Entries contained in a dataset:
◆ ◆ ◆ ◆ ◆ ◆ ◆

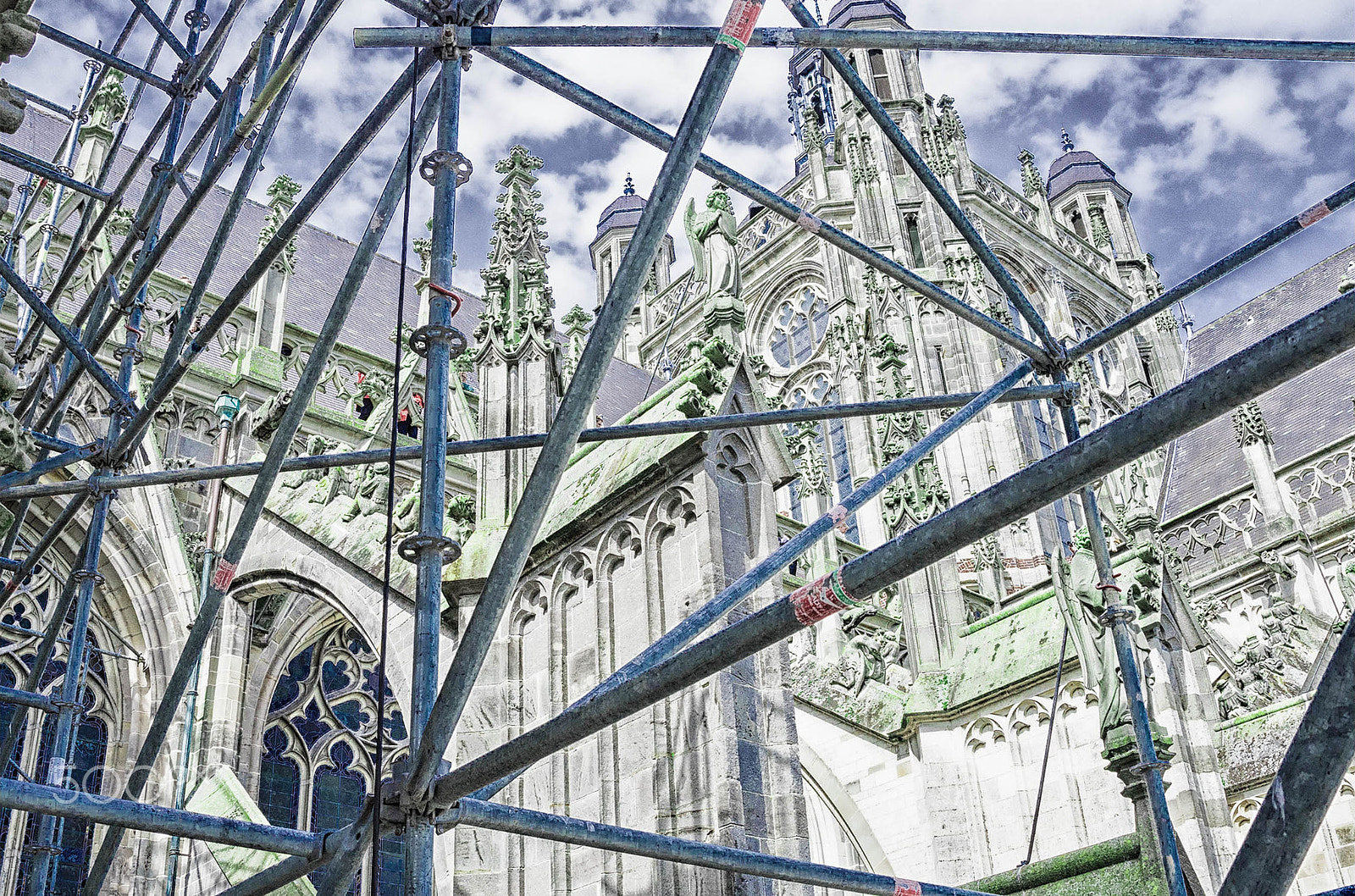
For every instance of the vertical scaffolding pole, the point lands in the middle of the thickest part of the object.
(431, 543)
(278, 449)
(575, 407)
(1120, 618)
(71, 705)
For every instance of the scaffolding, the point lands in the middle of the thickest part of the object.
(244, 113)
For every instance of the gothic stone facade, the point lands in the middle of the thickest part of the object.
(905, 736)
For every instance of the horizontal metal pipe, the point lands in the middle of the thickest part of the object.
(64, 334)
(108, 58)
(873, 38)
(26, 699)
(776, 203)
(535, 440)
(53, 444)
(156, 819)
(494, 816)
(1217, 270)
(49, 171)
(1239, 379)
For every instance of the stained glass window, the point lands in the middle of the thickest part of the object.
(320, 742)
(799, 327)
(29, 611)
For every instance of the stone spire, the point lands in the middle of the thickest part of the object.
(518, 298)
(1031, 182)
(517, 358)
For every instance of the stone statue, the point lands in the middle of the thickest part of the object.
(1095, 641)
(18, 33)
(268, 417)
(370, 496)
(713, 235)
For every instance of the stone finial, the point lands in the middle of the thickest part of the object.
(1347, 278)
(110, 102)
(952, 128)
(1031, 182)
(282, 193)
(576, 320)
(1250, 426)
(518, 297)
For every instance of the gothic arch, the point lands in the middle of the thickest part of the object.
(820, 778)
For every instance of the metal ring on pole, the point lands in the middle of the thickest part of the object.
(423, 338)
(412, 546)
(442, 158)
(1117, 614)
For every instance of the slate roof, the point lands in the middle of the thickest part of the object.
(623, 212)
(1305, 413)
(847, 11)
(322, 262)
(1076, 167)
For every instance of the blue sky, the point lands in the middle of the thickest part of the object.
(1214, 152)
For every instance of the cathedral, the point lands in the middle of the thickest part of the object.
(964, 727)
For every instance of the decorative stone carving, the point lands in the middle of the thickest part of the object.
(282, 193)
(518, 296)
(810, 458)
(110, 102)
(1250, 426)
(1086, 604)
(713, 236)
(268, 417)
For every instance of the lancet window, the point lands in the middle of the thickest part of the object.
(799, 327)
(29, 611)
(320, 742)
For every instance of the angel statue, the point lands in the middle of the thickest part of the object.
(713, 235)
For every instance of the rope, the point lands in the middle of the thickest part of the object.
(390, 502)
(1049, 742)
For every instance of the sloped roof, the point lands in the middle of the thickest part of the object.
(322, 262)
(1076, 167)
(1305, 413)
(847, 11)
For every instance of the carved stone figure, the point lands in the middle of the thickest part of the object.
(370, 496)
(268, 417)
(1095, 641)
(713, 236)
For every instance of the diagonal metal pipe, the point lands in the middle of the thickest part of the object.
(1236, 379)
(894, 135)
(252, 509)
(776, 203)
(1118, 618)
(49, 539)
(1217, 270)
(164, 384)
(583, 388)
(38, 799)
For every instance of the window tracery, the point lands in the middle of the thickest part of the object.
(799, 327)
(320, 739)
(29, 611)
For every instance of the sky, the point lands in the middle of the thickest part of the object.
(1213, 151)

◆ ◆ ◆ ◆ ◆ ◆ ◆

- **Task requirements**: Copy out every line from the one containing "For every instance of the stone finial, the" through the one containing "(1117, 614)", including both, without changing anything.

- **Exercise response**:
For every instance of the stone finial, the point lands in the middle of the thickest part of the object.
(1347, 278)
(110, 102)
(952, 128)
(1031, 182)
(282, 193)
(576, 320)
(1250, 426)
(518, 297)
For every instance of the gothic arch, the point lands in the middle of the thickest part of the object.
(820, 778)
For every instance of the metal ring on pole, the point lands in the middle of the thickest part of the object.
(423, 338)
(412, 546)
(442, 158)
(1117, 614)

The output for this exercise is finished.